* What the task requires:
Reproduce the passage of the page on journaling a senior loved one's memories between "Can’t wait to" and "was the gardener.", inclusive.

* Page text:

● ● ●

Resources You May Like to Guide Your Journaling

This journal will offer you, your family and your senior loved one a way to connect, record family memories that can be shared with generations to come and give a new respect for the lives they lived.  Some of their answers may surprise you!

We would love to hear about your experiences with journaling family memories; please share with all of us.

5 Responses to Journal Your Senior Loved One’s Memories

  1. Barry, my parents are both gone. I had/have a lousy memory and I so wish I’d done a video journal or any kind of journal about their history. Frankly, my family isn’t all that interesting, but I’d still like to have preserved some of those memories.

    Great post. I hope others PAY ATTENTION!

    Can’t wait to have you as a guest co-host on #DadChat!

    • Bruce,
      We are glad you liked the latest post! So many people wish they had taken the time to gather family history either through a journal, letters, videos or any way that works best for them. I hope it does inspire others to start reminiscing before it is too late. I have some information but wished I had known what to ask to get even more information too! Thank you again for your thoughtful comments!

  2. Interesting post and thanks for resources.

    It was my interest in my grandmother’s life history that inspired me to start writing.

    We grew close and became friends when I had children myself and she mentioned that she worked in service (English country house like Downton Abbey) when she left home at fifteen for work. This was where she met her husband who was the gardener.

    I found out the house was/is owned by National Trust (charity) and took her for a visit. It was moving and fascinating and had to be written up. She was able to tell the Trust details about the house they didn’t know and they keep my memoir of our visit in their archive.

    Later, a friend of hers found a picture of herself in scullery maid uniform in a book on country houses. Very rewarding for all but I learned a lot of family history and the writing keeps it there for my family.

    I think getting the info (in your questions) down is particularly useful for women as info in family trees favour men. Eg it wasn’t until I was 30 ish that I fouhd out my grandmother’s maiden name.

    • Wendy,
      Thank you for sharing such a wonderful story! When we begin a dialogue with our parents and grandparents, we never know where the story will take us! It is so rewarding to learn about our family members and share their memories! I am glad that you had the opportunity to relive with her so many fabulous memories! For others, I hope that a post like ours will inspire them to begin a journal before it is too late. Thank you for inspiring others! I hope you check in often for other posts!

  3. For the past four years (since retiring) I’ve been offering presentations to senior groups on “The Love, Lure, and Lore of The Clothesline,” in which I evoke memories of days gone by when laundry was always dried outdoors on the clothesline. I’ve been a collector of all things related to the clothesline — antique laundry implements, representations of clothes blowing in the breeze in art, objects of art, photography, film, literature, history — you name it. I bring along some of my collection and share stories of the days when life revolved around the clothesline. It’s been great fun and very rewarding. I live in the Ann Arbor, Michigan area.

● ● ●

* Data section:
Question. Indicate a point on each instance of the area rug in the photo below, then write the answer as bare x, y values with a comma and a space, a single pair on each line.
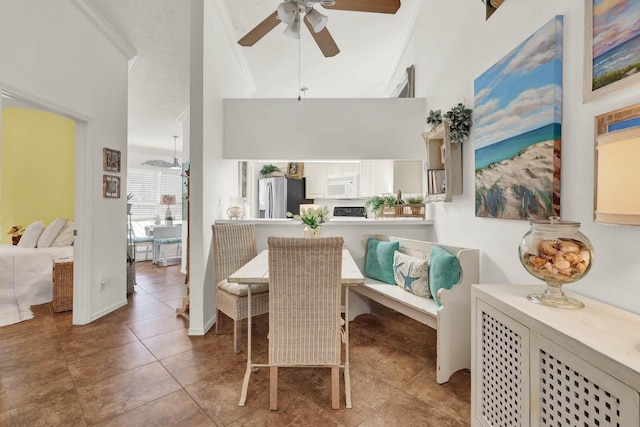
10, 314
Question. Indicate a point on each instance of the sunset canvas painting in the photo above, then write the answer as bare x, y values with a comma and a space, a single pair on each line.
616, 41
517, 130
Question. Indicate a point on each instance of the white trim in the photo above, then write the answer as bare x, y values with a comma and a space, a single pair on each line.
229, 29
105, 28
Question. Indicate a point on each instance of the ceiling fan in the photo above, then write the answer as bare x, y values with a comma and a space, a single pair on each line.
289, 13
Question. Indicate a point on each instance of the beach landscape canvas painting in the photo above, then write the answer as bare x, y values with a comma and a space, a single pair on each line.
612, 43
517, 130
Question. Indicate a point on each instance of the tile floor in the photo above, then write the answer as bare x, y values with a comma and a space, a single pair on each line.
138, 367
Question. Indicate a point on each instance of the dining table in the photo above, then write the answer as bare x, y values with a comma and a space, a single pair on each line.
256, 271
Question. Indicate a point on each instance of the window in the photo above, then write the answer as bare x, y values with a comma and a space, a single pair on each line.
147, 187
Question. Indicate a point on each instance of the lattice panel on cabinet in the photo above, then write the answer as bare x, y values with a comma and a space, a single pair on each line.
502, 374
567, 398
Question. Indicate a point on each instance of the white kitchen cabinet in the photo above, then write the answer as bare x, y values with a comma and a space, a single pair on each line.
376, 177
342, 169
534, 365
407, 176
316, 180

● ● ●

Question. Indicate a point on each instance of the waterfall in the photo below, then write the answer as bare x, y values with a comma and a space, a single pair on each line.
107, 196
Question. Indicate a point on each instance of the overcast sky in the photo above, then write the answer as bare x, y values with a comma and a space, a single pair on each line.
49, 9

● ● ●

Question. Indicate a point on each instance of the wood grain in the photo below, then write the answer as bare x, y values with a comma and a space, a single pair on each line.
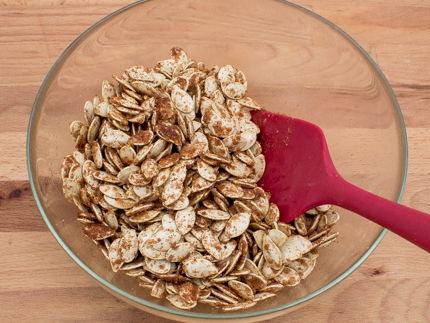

● ● ●

* Result:
Can’t wait to have you as a guest co-host on #DadChat!

    • Bruce,
      We are glad you liked the latest post! So many people wish they had taken the time to gather family history either through a journal, letters, videos or any way that works best for them. I hope it does inspire others to start reminiscing before it is too late. I have some information but wished I had known what to ask to get even more information too! Thank you again for your thoughtful comments!

  2. Interesting post and thanks for resources.

    It was my interest in my grandmother’s life history that inspired me to start writing.

    We grew close and became friends when I had children myself and she mentioned that she worked in service (English country house like Downton Abbey) when she left home at fifteen for work. This was where she met her husband who was the gardener.